### The request
Edit the records below, replacing "Show me" with "Indicate" wherever it occurs and leaving all other text unchanged.

### Data section

+-------+

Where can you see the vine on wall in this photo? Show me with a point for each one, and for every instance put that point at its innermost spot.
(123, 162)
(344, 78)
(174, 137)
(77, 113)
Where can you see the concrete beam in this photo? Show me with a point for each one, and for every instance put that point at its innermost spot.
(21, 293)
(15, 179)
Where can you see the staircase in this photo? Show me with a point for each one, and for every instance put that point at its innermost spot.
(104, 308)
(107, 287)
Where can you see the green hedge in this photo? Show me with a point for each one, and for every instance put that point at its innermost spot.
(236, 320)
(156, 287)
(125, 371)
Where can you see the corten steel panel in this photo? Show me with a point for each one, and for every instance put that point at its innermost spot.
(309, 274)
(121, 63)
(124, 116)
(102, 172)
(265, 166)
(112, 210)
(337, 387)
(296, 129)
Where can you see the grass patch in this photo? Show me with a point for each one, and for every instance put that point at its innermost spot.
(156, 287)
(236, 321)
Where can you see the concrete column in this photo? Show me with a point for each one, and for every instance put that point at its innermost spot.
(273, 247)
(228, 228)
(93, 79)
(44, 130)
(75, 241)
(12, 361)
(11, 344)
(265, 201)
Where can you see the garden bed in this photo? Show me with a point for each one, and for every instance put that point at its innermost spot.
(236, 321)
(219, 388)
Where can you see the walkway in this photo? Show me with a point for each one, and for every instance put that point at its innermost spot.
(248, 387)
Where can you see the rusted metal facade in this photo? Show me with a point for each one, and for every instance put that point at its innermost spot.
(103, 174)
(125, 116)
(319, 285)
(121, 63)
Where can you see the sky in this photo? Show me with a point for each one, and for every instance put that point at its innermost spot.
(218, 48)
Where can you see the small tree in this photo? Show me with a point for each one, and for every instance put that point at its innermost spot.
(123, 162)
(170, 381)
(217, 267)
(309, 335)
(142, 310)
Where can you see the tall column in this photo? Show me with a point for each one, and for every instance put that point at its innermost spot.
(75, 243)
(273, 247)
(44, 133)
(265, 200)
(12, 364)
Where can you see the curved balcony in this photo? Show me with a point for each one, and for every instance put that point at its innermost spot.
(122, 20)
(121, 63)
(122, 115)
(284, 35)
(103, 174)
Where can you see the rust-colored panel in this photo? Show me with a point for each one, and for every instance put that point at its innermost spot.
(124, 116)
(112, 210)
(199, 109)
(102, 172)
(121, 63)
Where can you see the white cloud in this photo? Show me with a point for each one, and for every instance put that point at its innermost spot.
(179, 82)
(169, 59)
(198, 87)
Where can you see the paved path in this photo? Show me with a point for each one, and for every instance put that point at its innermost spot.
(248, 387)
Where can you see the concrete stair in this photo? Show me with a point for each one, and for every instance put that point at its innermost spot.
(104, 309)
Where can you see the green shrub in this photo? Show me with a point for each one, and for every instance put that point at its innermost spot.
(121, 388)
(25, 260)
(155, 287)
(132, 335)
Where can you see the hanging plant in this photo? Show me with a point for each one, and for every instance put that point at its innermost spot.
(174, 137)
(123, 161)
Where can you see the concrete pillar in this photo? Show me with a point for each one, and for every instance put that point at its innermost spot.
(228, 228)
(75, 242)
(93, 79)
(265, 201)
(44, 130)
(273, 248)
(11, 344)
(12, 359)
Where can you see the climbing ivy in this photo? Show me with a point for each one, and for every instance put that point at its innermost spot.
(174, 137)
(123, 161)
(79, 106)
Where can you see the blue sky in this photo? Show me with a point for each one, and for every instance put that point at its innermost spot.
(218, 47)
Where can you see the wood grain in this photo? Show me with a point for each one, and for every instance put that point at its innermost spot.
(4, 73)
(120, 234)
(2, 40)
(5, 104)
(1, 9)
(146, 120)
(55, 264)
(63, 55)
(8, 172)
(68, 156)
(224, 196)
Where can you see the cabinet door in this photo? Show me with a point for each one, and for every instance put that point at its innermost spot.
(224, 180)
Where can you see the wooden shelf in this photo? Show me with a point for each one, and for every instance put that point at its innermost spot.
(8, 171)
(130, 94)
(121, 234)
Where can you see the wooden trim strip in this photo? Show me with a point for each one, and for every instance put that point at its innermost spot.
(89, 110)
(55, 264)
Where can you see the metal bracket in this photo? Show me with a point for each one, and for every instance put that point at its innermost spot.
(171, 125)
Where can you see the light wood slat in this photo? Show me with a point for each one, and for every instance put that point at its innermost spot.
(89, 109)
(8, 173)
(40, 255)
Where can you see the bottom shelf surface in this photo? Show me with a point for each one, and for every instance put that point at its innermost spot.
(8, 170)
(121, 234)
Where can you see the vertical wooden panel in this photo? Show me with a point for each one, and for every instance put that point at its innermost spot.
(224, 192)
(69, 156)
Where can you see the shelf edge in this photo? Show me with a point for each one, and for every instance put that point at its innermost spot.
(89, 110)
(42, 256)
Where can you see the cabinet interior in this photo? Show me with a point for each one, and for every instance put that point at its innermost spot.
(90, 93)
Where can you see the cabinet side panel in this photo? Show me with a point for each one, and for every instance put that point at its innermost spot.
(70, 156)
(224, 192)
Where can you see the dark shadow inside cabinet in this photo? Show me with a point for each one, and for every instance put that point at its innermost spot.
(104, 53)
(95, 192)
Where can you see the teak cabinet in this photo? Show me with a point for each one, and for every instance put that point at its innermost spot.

+-------+

### Solution
Where can you see the vine on wall in this photo? Indicate with a point for each one, and for every instance put that point at its innermost spot.
(123, 162)
(344, 78)
(174, 137)
(77, 113)
Where can you see the concrete beam in this photo? Indicate with a point for each one, and for every instance put that point at its innermost spot.
(21, 293)
(15, 179)
Where can you see the staircase in this photo? Indicate with a point for each one, and for every instance put that point at its innermost spot.
(104, 308)
(107, 287)
Where can you see the green hedge in this photo? Indicate with a point for each one, and for every instance put that point at its innermost spot.
(236, 320)
(156, 287)
(125, 371)
Where can you see the corten steel panel in this photo? Indicate with a point for each one, and for every instance put that point at its innermost spot.
(309, 274)
(121, 63)
(124, 116)
(102, 172)
(265, 166)
(112, 210)
(337, 387)
(296, 129)
Where can you see the grass patch in this photo? Indicate with a point for each one, and for every instance put that point at its innermost spot.
(156, 287)
(236, 321)
Where can you see the concrete column in this photo? Indicate with a point for each one, and for every instance put that point at its innermost spot.
(273, 247)
(228, 228)
(93, 79)
(44, 130)
(75, 241)
(12, 361)
(11, 344)
(265, 201)
Where can you see the garden bed in this photo? Indicate with a point for each one, and for every instance put that point at its innermost spot.
(236, 321)
(219, 388)
Where can you see the walkway in this photo? Indicate with a point for each one, and for every instance put that point at its innermost spot.
(248, 387)
Where can you see the rusted metal facade in this photo? Indicate with a point for each one, and for every instance put that point at its innermost spot.
(103, 174)
(125, 116)
(319, 285)
(121, 63)
Where can you see the sky in this photo? Indicate with a point for each one, and for every instance put that point at its innermost spot.
(218, 48)
Where can you see the small tree in this photo? Indicate with a point for each one, and for every instance put that point at its innermost spot.
(123, 162)
(170, 381)
(217, 267)
(309, 335)
(142, 310)
Where can you see the tall column in this photo? Indicate with a point for each one, and for every instance put that point at its innermost spot.
(75, 243)
(273, 247)
(44, 133)
(265, 200)
(12, 364)
Where can you see the curved balcony in this photo? Indicate with a point for each one, and for every instance put that point at its innermost spot.
(122, 20)
(121, 63)
(122, 115)
(284, 35)
(103, 174)
Where can you see the rust-colored panel in this photo? Indicate with a point for each one, and for every instance put that point at its innermost spot.
(124, 116)
(112, 210)
(199, 109)
(102, 172)
(121, 63)
Where can you see the white cloud in this photo? Indicate with a point for each one, and for every instance put that point at its innermost spot.
(179, 82)
(169, 59)
(198, 87)
Where can you see the paved path in this photo? Indicate with a point for each one, and for every instance put that point at its innermost spot.
(248, 387)
Where can you see the concrete stair in this photo? Indicate with a point for each one, and for every instance put that point at its innermost spot.
(104, 309)
Where can you see the green shrub in this photo? Indicate with a point for each one, and for every instance put that point at its innermost spot.
(121, 388)
(25, 260)
(155, 287)
(132, 335)
Where can you see the hanging plant in this photo? Indicate with a point for each one, and for every instance put that point at its innermost spot.
(174, 137)
(123, 161)
Where can you see the concrete pillar in this photo? Indicate with a point for each one, and for every instance put that point at its innermost spot.
(228, 228)
(75, 242)
(93, 79)
(265, 201)
(44, 130)
(273, 248)
(11, 344)
(12, 359)
Where can you see the climbing ivy in this photo? Indicate with a point for each one, and for every instance put that point at its innermost spot.
(174, 137)
(123, 161)
(79, 106)
Where can you see the blue sky in this photo? Indicate with a point for each one, and for every instance put that point at its innermost spot.
(218, 47)
Where can you see the wood grain in this photo? Indicate with a point for each one, and for every instance put that point at its innermost spot.
(4, 73)
(120, 234)
(2, 40)
(5, 104)
(1, 9)
(146, 120)
(55, 264)
(63, 55)
(8, 172)
(68, 156)
(224, 196)
Where can you see the cabinet door in this photo? Indicate with a point for each one, and for every instance put that point at its innermost spot.
(224, 180)
Where can you see the wooden shelf in this photo? Indicate with a point for each one, and for every instance put that point at its innermost spot.
(8, 171)
(130, 94)
(121, 234)
Where can you see the wooden trim strip in this photo? Indicate with a point for each one, and for every instance put that point at its innermost spot.
(89, 110)
(55, 264)
Where can you see the metal bracket in this photo? Indicate with a point for each one, and for every instance put that point at its innermost spot.
(171, 125)
Where can you see the light wood slat in this photo? Indicate with a point for each one, and for every instance put that point at its innermost spot.
(89, 109)
(8, 173)
(40, 255)
Where can you see the bottom shelf surface in this photo? Indicate with a point for each one, and for every instance put that point at its innermost spot.
(8, 170)
(121, 234)
Where can you see the vertical wooden panel in this photo? Indicate with a point for each one, and for every instance put that point at its innermost spot.
(224, 192)
(69, 156)
Where can you see the shelf edge in this photo? Indicate with a point for each one, and for every instance put that point at its innermost spot.
(89, 110)
(42, 256)
Where can you see the cabinet interior in this photo? Indicate with a point for each one, and for every instance put that point at its innermost spot.
(90, 93)
Where can you see the cabinet side panel in this photo? Indicate with a point for each one, and for every instance put that point at its innermost spot.
(70, 156)
(224, 192)
Where can you see the dark shadow inside cabinet in this photo? Indicate with a point for each one, and for every instance put that point at its innermost spot.
(104, 53)
(95, 192)
Where can you see the teak cabinet in this photo? Indicate with a point for each one, and for every instance put that point at its innermost spot.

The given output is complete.